> **Supplied data**:
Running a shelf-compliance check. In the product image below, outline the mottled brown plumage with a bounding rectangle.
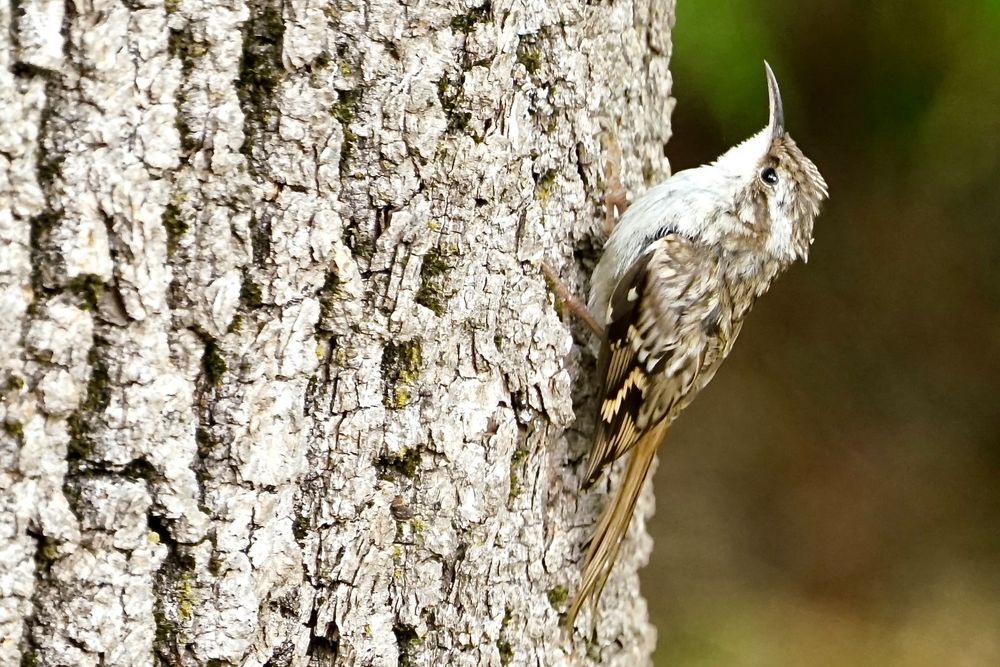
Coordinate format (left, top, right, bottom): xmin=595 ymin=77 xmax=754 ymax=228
xmin=566 ymin=67 xmax=827 ymax=627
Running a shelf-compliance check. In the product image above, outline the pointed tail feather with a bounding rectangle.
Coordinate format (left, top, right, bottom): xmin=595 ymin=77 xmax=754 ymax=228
xmin=565 ymin=420 xmax=667 ymax=629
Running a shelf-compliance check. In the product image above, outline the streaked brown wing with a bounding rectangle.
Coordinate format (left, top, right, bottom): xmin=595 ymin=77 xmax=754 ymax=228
xmin=586 ymin=234 xmax=732 ymax=486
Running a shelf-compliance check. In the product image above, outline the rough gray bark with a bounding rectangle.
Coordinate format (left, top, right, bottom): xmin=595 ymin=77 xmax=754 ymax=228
xmin=0 ymin=0 xmax=673 ymax=665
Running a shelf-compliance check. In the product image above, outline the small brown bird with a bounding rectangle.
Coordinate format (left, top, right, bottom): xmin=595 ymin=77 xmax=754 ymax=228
xmin=566 ymin=63 xmax=827 ymax=628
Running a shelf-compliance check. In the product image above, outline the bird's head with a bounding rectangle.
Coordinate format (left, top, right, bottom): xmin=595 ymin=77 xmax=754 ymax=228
xmin=712 ymin=62 xmax=827 ymax=265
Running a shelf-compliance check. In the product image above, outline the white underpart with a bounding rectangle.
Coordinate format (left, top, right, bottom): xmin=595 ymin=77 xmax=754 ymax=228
xmin=588 ymin=128 xmax=772 ymax=322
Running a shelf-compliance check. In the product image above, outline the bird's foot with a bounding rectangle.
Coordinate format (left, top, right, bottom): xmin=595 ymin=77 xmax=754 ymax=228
xmin=542 ymin=262 xmax=604 ymax=338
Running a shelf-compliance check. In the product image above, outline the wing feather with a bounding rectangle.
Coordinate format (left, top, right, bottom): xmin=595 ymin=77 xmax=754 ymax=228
xmin=585 ymin=234 xmax=738 ymax=486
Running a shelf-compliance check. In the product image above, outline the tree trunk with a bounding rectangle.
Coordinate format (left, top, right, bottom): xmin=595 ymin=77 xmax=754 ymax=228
xmin=0 ymin=0 xmax=673 ymax=666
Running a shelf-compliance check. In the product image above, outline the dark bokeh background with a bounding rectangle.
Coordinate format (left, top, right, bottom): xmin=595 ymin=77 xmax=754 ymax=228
xmin=643 ymin=0 xmax=1000 ymax=667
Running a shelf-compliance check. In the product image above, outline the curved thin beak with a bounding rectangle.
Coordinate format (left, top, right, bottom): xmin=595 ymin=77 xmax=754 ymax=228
xmin=764 ymin=60 xmax=785 ymax=139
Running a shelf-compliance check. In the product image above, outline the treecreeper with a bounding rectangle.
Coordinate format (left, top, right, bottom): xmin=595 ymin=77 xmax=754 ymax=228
xmin=565 ymin=63 xmax=828 ymax=628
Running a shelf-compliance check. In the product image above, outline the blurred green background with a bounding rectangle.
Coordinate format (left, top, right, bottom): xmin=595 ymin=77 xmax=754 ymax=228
xmin=643 ymin=0 xmax=1000 ymax=667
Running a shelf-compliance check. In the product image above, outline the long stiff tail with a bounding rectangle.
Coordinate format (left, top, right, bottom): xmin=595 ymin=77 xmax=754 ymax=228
xmin=565 ymin=420 xmax=667 ymax=629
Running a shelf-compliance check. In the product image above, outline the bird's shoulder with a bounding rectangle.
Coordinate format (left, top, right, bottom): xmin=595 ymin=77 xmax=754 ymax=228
xmin=588 ymin=233 xmax=738 ymax=482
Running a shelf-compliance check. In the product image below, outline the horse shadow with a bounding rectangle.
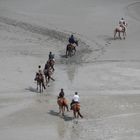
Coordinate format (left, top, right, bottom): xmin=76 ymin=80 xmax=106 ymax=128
xmin=48 ymin=110 xmax=73 ymax=121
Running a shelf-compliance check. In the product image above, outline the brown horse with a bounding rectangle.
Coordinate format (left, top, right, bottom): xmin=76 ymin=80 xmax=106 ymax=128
xmin=66 ymin=41 xmax=78 ymax=57
xmin=114 ymin=26 xmax=126 ymax=40
xmin=44 ymin=67 xmax=55 ymax=85
xmin=34 ymin=73 xmax=46 ymax=93
xmin=72 ymin=103 xmax=83 ymax=118
xmin=48 ymin=59 xmax=55 ymax=71
xmin=57 ymin=97 xmax=69 ymax=116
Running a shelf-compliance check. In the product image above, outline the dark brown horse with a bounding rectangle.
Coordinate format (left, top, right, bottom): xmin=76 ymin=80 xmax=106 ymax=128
xmin=57 ymin=97 xmax=68 ymax=116
xmin=34 ymin=73 xmax=46 ymax=93
xmin=114 ymin=26 xmax=126 ymax=40
xmin=66 ymin=41 xmax=78 ymax=57
xmin=72 ymin=103 xmax=83 ymax=118
xmin=44 ymin=67 xmax=55 ymax=85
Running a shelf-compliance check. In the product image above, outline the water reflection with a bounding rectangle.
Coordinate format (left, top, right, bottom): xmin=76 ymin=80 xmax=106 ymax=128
xmin=67 ymin=64 xmax=78 ymax=82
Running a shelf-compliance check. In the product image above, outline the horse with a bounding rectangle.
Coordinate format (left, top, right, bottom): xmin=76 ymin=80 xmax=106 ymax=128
xmin=72 ymin=103 xmax=83 ymax=118
xmin=44 ymin=67 xmax=55 ymax=85
xmin=34 ymin=73 xmax=46 ymax=93
xmin=48 ymin=59 xmax=55 ymax=71
xmin=66 ymin=40 xmax=78 ymax=57
xmin=114 ymin=26 xmax=126 ymax=40
xmin=57 ymin=97 xmax=69 ymax=116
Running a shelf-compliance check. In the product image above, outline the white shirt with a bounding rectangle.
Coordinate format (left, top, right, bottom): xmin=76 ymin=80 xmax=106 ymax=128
xmin=72 ymin=95 xmax=80 ymax=102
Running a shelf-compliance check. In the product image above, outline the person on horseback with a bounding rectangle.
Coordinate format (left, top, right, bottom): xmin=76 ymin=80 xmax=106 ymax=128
xmin=37 ymin=65 xmax=43 ymax=74
xmin=48 ymin=52 xmax=55 ymax=71
xmin=70 ymin=92 xmax=80 ymax=110
xmin=58 ymin=88 xmax=69 ymax=111
xmin=49 ymin=52 xmax=54 ymax=60
xmin=69 ymin=34 xmax=76 ymax=44
xmin=119 ymin=18 xmax=127 ymax=29
xmin=36 ymin=65 xmax=46 ymax=89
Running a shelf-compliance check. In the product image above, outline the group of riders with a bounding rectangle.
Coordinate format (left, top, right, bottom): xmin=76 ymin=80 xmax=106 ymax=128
xmin=34 ymin=52 xmax=55 ymax=92
xmin=35 ymin=18 xmax=127 ymax=118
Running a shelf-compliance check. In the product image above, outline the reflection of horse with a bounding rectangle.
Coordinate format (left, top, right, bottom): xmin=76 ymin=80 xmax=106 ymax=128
xmin=114 ymin=26 xmax=126 ymax=39
xmin=34 ymin=73 xmax=46 ymax=93
xmin=72 ymin=103 xmax=83 ymax=118
xmin=66 ymin=41 xmax=78 ymax=57
xmin=44 ymin=68 xmax=55 ymax=85
xmin=57 ymin=98 xmax=68 ymax=116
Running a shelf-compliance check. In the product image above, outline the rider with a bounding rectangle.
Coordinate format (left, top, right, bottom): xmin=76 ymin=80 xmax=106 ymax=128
xmin=37 ymin=65 xmax=43 ymax=74
xmin=69 ymin=34 xmax=76 ymax=44
xmin=70 ymin=92 xmax=80 ymax=110
xmin=49 ymin=52 xmax=54 ymax=60
xmin=48 ymin=52 xmax=55 ymax=71
xmin=119 ymin=18 xmax=127 ymax=28
xmin=58 ymin=88 xmax=69 ymax=111
xmin=35 ymin=65 xmax=46 ymax=89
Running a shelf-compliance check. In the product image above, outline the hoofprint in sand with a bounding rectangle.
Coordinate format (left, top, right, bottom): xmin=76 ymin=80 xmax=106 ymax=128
xmin=0 ymin=0 xmax=140 ymax=140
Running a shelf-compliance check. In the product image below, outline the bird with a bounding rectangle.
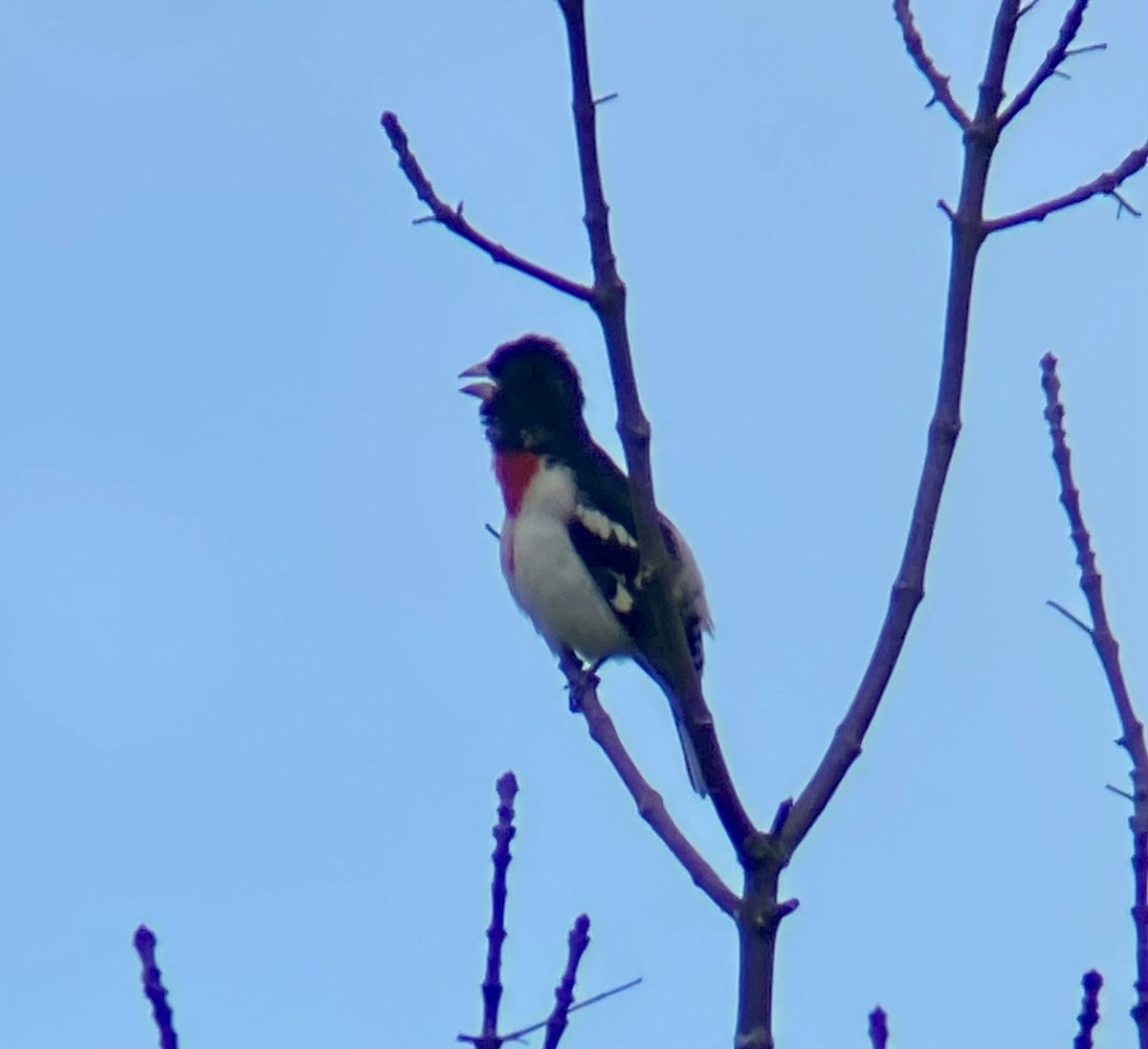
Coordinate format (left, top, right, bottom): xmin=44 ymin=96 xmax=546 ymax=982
xmin=458 ymin=334 xmax=713 ymax=798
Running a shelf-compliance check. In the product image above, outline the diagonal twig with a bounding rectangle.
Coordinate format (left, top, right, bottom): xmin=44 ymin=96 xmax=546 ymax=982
xmin=781 ymin=0 xmax=1020 ymax=852
xmin=985 ymin=142 xmax=1148 ymax=233
xmin=894 ymin=0 xmax=972 ymax=131
xmin=541 ymin=915 xmax=590 ymax=1049
xmin=1045 ymin=601 xmax=1092 ymax=637
xmin=1040 ymin=354 xmax=1148 ymax=1049
xmin=1001 ymin=0 xmax=1089 ymax=127
xmin=132 ymin=925 xmax=179 ymax=1049
xmin=503 ymin=976 xmax=642 ymax=1042
xmin=379 ymin=111 xmax=592 ymax=302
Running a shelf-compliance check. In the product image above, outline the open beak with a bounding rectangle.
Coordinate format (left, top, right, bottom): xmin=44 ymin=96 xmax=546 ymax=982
xmin=458 ymin=361 xmax=495 ymax=403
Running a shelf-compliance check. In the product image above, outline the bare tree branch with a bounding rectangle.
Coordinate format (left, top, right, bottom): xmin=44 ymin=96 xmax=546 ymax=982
xmin=1001 ymin=0 xmax=1089 ymax=128
xmin=1072 ymin=969 xmax=1104 ymax=1049
xmin=781 ymin=0 xmax=1020 ymax=853
xmin=1045 ymin=601 xmax=1092 ymax=637
xmin=562 ymin=661 xmax=740 ymax=917
xmin=132 ymin=925 xmax=179 ymax=1049
xmin=379 ymin=111 xmax=592 ymax=302
xmin=541 ymin=915 xmax=590 ymax=1049
xmin=475 ymin=773 xmax=518 ymax=1049
xmin=503 ymin=976 xmax=642 ymax=1042
xmin=894 ymin=0 xmax=972 ymax=131
xmin=985 ymin=142 xmax=1148 ymax=233
xmin=559 ymin=0 xmax=757 ymax=862
xmin=1040 ymin=354 xmax=1148 ymax=1049
xmin=869 ymin=1005 xmax=889 ymax=1049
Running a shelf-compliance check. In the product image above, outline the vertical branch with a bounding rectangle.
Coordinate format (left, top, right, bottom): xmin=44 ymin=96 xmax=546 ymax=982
xmin=1040 ymin=354 xmax=1148 ymax=1049
xmin=541 ymin=915 xmax=590 ymax=1049
xmin=475 ymin=773 xmax=518 ymax=1049
xmin=132 ymin=925 xmax=179 ymax=1049
xmin=559 ymin=0 xmax=756 ymax=865
xmin=1072 ymin=969 xmax=1104 ymax=1049
xmin=782 ymin=0 xmax=1020 ymax=852
xmin=869 ymin=1005 xmax=889 ymax=1049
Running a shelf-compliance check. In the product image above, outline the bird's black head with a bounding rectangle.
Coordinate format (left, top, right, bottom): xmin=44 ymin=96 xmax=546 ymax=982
xmin=459 ymin=335 xmax=585 ymax=454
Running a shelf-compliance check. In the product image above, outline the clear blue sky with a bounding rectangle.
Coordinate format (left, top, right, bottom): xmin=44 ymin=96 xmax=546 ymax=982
xmin=0 ymin=0 xmax=1148 ymax=1049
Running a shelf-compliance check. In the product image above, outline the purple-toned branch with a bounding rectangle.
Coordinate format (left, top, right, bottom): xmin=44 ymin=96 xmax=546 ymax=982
xmin=1001 ymin=0 xmax=1089 ymax=127
xmin=541 ymin=915 xmax=590 ymax=1049
xmin=1072 ymin=969 xmax=1104 ymax=1049
xmin=473 ymin=773 xmax=518 ymax=1049
xmin=379 ymin=111 xmax=592 ymax=302
xmin=132 ymin=925 xmax=179 ymax=1049
xmin=894 ymin=0 xmax=972 ymax=131
xmin=985 ymin=142 xmax=1148 ymax=233
xmin=869 ymin=1005 xmax=889 ymax=1049
xmin=562 ymin=660 xmax=740 ymax=917
xmin=559 ymin=0 xmax=757 ymax=864
xmin=781 ymin=0 xmax=1020 ymax=852
xmin=503 ymin=976 xmax=642 ymax=1042
xmin=1040 ymin=354 xmax=1148 ymax=1049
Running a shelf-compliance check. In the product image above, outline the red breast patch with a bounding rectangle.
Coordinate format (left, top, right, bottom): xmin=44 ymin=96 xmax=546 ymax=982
xmin=495 ymin=451 xmax=541 ymax=517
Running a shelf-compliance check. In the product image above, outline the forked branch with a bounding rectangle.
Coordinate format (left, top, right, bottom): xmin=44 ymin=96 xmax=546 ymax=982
xmin=379 ymin=110 xmax=593 ymax=302
xmin=985 ymin=142 xmax=1148 ymax=233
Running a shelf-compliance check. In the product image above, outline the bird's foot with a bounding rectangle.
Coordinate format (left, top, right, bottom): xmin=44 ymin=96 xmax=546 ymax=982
xmin=558 ymin=651 xmax=605 ymax=714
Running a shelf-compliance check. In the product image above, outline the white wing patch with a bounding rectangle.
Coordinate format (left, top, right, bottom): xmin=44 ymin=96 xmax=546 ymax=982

> **Given problem**: Reproduce the entries from the beginning through the line containing "xmin=566 ymin=67 xmax=827 ymax=627", swapping "plumage" for "feathering" and leaving everything else unchanged. Omit the picture.

> **Reply to the task**:
Running a shelf-compliance check. In the product image below, outline the mottled brown feathering with a bounding rectangle.
Coordinate format (left, top, right, bottom): xmin=595 ymin=77 xmax=754 ymax=228
xmin=566 ymin=67 xmax=827 ymax=627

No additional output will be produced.